### Exercise requirements
What lines in the data hold the string "green"? Show them.

### Input
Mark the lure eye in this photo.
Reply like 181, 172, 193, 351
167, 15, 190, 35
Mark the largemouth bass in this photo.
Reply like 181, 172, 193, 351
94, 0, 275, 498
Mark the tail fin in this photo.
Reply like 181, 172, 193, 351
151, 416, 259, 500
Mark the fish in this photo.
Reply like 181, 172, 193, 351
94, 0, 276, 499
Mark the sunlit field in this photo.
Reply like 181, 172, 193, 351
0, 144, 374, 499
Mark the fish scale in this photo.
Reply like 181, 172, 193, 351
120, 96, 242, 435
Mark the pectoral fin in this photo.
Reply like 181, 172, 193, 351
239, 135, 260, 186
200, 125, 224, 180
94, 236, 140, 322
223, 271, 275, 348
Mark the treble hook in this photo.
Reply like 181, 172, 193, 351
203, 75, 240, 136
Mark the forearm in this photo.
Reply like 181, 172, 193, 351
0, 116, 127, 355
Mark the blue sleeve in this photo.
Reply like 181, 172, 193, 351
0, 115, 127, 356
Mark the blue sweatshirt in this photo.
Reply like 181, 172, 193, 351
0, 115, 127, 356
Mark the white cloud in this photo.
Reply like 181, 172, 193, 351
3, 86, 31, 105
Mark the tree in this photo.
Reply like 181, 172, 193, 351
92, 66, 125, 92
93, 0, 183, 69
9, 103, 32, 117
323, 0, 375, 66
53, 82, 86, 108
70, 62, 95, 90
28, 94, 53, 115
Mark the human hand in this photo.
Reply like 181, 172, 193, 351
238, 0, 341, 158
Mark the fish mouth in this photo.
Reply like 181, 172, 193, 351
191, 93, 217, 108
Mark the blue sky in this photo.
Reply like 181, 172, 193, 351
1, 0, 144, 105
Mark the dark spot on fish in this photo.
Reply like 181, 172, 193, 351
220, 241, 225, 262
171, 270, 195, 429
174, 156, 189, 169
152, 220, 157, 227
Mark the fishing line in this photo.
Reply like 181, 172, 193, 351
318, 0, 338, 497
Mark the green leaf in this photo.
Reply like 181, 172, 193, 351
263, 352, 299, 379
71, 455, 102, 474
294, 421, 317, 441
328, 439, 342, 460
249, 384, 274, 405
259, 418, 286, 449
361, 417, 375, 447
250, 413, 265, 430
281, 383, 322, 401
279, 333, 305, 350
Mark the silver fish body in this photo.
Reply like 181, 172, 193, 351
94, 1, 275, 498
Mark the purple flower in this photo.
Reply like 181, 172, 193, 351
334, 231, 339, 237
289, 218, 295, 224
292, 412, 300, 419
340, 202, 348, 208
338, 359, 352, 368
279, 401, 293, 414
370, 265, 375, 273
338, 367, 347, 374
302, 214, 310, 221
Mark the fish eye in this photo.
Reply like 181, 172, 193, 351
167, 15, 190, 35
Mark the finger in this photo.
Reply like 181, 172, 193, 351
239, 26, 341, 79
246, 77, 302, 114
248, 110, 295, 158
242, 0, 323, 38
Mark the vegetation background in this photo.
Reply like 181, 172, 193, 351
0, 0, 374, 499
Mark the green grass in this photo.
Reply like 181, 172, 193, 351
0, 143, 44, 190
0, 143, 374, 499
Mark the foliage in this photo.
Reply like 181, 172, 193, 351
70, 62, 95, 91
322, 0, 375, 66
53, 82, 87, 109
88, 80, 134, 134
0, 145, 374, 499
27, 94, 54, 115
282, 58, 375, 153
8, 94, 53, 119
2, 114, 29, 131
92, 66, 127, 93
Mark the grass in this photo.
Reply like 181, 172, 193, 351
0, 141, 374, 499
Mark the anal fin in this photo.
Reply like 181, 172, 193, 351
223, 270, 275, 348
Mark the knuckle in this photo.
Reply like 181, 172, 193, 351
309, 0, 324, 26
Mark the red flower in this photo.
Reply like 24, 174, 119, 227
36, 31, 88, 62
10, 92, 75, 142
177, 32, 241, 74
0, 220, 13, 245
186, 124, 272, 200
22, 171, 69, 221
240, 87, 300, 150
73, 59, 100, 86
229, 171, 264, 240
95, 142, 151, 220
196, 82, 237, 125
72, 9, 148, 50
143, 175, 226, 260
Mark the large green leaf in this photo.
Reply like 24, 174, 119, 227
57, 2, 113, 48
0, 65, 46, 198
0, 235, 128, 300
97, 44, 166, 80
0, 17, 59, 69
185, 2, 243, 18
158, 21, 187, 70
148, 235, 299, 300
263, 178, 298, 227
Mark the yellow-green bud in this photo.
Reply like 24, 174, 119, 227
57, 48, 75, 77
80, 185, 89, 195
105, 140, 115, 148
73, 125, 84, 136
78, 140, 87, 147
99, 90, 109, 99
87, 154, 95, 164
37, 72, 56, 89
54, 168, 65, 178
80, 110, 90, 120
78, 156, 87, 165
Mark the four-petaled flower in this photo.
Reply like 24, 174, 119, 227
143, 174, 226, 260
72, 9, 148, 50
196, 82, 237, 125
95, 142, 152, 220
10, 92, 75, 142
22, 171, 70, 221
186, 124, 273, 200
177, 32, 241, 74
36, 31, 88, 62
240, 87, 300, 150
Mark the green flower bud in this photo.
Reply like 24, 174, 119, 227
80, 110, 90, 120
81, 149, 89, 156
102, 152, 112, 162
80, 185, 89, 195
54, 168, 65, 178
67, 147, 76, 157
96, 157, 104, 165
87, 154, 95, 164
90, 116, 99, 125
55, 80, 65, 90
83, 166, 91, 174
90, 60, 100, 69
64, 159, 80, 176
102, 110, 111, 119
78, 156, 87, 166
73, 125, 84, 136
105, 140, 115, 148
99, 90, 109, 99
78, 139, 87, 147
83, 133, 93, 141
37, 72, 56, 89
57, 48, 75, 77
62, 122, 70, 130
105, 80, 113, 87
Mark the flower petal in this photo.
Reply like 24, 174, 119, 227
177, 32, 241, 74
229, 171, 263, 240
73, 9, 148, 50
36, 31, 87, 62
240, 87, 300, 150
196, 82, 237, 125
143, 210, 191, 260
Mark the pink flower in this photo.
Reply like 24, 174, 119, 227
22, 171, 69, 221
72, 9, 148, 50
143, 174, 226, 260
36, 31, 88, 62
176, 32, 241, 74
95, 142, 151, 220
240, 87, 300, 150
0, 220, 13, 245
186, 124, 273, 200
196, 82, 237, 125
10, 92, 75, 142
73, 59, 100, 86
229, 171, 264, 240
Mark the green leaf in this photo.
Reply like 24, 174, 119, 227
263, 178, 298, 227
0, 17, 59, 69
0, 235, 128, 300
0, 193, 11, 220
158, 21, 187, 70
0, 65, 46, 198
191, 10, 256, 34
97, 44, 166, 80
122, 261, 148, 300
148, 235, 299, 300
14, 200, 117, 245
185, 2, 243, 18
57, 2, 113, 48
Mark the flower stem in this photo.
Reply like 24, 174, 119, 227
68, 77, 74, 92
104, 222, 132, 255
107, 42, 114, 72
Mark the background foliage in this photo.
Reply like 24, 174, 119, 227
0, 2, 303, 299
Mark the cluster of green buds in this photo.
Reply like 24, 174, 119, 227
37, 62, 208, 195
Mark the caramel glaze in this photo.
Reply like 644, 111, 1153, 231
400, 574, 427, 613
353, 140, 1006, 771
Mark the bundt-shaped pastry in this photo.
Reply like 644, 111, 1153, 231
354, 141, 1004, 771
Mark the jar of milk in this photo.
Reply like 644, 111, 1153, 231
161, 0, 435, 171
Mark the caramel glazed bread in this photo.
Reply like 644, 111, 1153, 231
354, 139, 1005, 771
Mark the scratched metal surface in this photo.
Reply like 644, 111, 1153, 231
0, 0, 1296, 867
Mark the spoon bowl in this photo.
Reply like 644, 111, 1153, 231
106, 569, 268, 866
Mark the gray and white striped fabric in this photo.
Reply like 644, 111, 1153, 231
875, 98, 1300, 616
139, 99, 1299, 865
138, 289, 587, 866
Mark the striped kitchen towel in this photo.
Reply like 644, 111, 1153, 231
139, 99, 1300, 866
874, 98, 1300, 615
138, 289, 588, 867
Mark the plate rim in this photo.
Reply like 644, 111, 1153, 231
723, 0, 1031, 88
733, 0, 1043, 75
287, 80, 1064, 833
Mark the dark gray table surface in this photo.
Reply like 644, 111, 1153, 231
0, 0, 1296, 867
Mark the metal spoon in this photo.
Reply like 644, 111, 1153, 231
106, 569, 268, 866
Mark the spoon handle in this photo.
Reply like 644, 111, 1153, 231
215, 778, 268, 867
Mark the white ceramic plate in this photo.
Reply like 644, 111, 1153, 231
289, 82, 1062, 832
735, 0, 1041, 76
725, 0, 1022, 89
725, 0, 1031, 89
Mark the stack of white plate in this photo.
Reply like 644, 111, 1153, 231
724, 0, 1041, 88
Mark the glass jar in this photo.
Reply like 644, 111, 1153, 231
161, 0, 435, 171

### Response below
Mark the green leaf in this photo.
Mark the green grass in this photo.
Mark the large green leaf in this photo.
Mark the yellow-green bud in this photo.
Mark the green flower bud in this photo.
Mark the green leaf in this photo.
Mark the cluster of green buds in this photo.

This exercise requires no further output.